* **Problem description**
Lay out the lines of the items below as a JSON list of strings, one string per line, skipping blank lines and leaving out the pictures.

--- START Given information ---

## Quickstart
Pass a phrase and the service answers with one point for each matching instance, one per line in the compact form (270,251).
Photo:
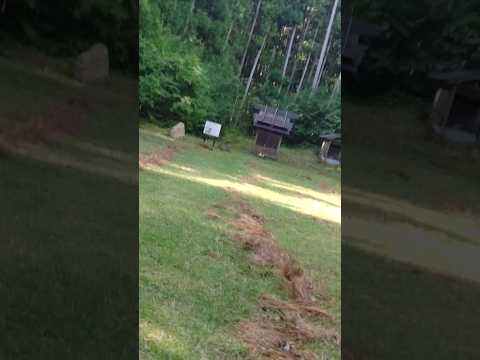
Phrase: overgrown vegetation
(215,59)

--- END Given information ---

* **Solution to the problem**
[
  "## Quickstart",
  "Pass a phrase and the service answers with one point for each matching instance, one per line in the compact form (270,251).",
  "Photo:",
  "Phrase: overgrown vegetation",
  "(215,59)"
]